Passage provided START

The ongoing stalemate at Stormont is costing the hospitality industry in the province millions and is now damaging the potential for future growth a leader has claimed.
Colin Neill, chief executive of Hospitality Ulster, said the lack of progress in dealing with serious issues was blocking efforts to modernise and develop the sector.
Speaking as the body holds its AGM on Tuesday he said a stalled Liquor Licensing Bill to help address antiquated laws was in limbo along with other vital issues such as business rates and alocohol pricing.
He said there was now a growing anger within the sector coupled with genuines fears for the future.
“Both the current and future potential of the hospitality sector is being damaged with outdated legislation, crippling business rates, and a lack of access to labour, due to the lack of a functioning government in Northern Ireland,” said Mr Neill
“It’s like Father Ted, where the intentions are good, but descends into never ending calamity. We have now found ourselves caught up in a farcical episode on repeat.
“It’s the ‘Careful now, down with that of thing’ scene but for seven years.
“That’s nearly a decade since the NI Assembly started the process of modernising our antiquated licensing laws - nothing has happened.

Passage provided END

__Your task__
Reproduce, without any change, the part of the article above on the Stormont stalemate and the hospitality sector that opens with the words "Speaking as the" and closes with "episode on repeat.".

Dataset START

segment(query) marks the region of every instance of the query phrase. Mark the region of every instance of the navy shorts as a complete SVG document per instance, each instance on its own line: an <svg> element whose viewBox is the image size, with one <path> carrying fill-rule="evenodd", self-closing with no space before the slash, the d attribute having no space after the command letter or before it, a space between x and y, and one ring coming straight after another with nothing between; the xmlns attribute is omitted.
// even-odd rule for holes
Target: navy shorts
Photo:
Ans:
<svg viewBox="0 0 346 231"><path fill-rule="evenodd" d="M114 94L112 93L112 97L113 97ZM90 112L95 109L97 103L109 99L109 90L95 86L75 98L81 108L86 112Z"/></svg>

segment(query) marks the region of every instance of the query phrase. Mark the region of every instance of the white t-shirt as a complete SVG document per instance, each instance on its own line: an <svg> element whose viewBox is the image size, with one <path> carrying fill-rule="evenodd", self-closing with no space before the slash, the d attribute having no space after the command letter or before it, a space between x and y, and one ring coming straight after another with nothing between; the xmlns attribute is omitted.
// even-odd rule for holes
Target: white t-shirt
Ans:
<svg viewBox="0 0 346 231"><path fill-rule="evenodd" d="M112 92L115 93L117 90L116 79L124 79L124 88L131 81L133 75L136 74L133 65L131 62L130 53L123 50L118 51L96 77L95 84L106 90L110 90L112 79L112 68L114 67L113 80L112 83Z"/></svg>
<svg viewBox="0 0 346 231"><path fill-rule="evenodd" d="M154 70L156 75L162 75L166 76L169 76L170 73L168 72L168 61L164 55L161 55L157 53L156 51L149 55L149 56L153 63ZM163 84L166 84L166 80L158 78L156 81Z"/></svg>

Dataset END

__Task result__
Speaking as the body holds its AGM on Tuesday he said a stalled Liquor Licensing Bill to help address antiquated laws was in limbo along with other vital issues such as business rates and alocohol pricing.
He said there was now a growing anger within the sector coupled with genuines fears for the future.
“Both the current and future potential of the hospitality sector is being damaged with outdated legislation, crippling business rates, and a lack of access to labour, due to the lack of a functioning government in Northern Ireland,” said Mr Neill
“It’s like Father Ted, where the intentions are good, but descends into never ending calamity. We have now found ourselves caught up in a farcical episode on repeat.